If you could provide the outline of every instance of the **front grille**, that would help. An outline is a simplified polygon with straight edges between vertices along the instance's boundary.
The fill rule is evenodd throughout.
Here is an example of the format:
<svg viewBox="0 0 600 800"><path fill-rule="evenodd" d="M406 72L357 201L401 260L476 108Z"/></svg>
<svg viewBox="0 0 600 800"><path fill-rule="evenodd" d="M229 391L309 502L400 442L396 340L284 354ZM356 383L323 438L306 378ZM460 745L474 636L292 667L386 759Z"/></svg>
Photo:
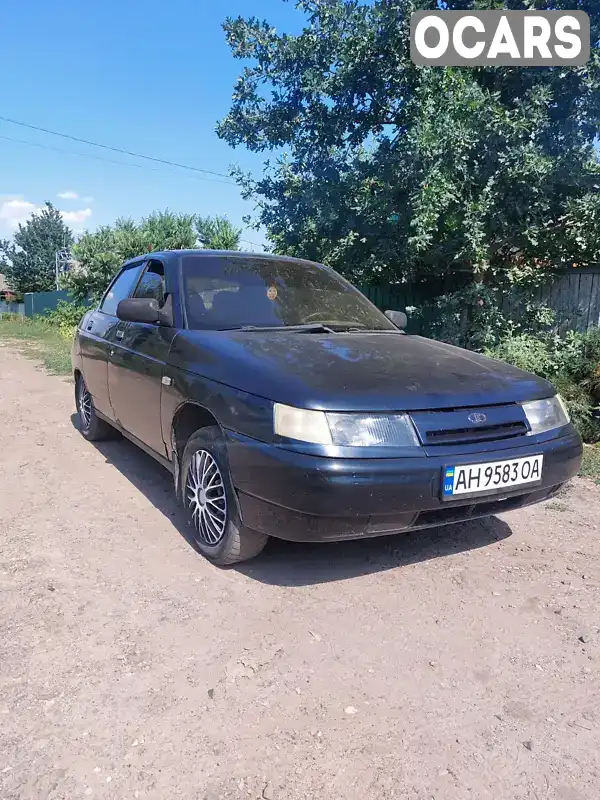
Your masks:
<svg viewBox="0 0 600 800"><path fill-rule="evenodd" d="M411 414L421 444L427 446L477 444L524 436L529 426L517 403Z"/></svg>
<svg viewBox="0 0 600 800"><path fill-rule="evenodd" d="M524 422L506 422L504 425L486 425L477 428L450 428L427 431L426 444L465 444L489 442L494 439L511 439L524 436L527 425Z"/></svg>

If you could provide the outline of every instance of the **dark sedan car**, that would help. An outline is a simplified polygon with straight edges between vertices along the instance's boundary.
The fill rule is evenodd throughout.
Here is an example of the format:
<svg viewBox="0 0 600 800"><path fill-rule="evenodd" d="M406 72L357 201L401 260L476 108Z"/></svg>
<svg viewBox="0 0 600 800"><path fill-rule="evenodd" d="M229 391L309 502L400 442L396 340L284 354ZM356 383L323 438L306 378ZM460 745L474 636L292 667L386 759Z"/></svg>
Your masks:
<svg viewBox="0 0 600 800"><path fill-rule="evenodd" d="M328 267L231 252L126 264L80 323L81 430L173 474L199 550L378 536L536 503L581 441L551 384L401 328ZM394 322L396 324L394 324Z"/></svg>

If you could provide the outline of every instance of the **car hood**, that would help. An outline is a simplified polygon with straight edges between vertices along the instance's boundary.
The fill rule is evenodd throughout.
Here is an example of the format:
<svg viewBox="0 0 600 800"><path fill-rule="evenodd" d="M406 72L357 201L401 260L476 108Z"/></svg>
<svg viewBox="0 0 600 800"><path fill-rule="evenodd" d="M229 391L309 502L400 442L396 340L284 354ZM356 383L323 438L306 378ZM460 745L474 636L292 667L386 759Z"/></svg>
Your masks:
<svg viewBox="0 0 600 800"><path fill-rule="evenodd" d="M300 408L401 411L549 397L502 361L401 333L182 331L173 366Z"/></svg>

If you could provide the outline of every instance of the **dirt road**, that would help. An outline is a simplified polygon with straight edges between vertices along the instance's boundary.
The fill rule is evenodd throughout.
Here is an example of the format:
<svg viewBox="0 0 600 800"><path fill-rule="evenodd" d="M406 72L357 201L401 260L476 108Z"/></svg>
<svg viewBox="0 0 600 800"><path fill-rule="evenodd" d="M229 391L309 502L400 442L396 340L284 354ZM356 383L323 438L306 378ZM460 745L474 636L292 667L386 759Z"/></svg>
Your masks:
<svg viewBox="0 0 600 800"><path fill-rule="evenodd" d="M1 800L597 800L600 490L190 547L168 474L0 347Z"/></svg>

What the exercise asks: Render the records as a Markdown table with the columns Row and Line. Start at the line that contains "of the **dirt" and go through the end of the records, numbering each line and leaving out blank lines.

Task solution:
| Row | Line |
|---|---|
| 1 | If you could provide the outline of every instance of the **dirt road**, that would help. An outline is a simplified polygon with straight edges between vertices along the instance's boundary. |
| 2 | The fill rule is evenodd throughout. |
| 3 | Here is an example of the format: |
| 4 | <svg viewBox="0 0 600 800"><path fill-rule="evenodd" d="M406 72L357 201L401 260L476 108Z"/></svg> |
| 5 | <svg viewBox="0 0 600 800"><path fill-rule="evenodd" d="M229 391L309 502L400 442L396 340L284 354ZM356 383L323 438L306 378ZM460 745L474 636L292 667L386 759Z"/></svg> |
| 6 | Your masks: |
| 7 | <svg viewBox="0 0 600 800"><path fill-rule="evenodd" d="M1 800L597 800L600 490L190 547L168 474L0 347Z"/></svg> |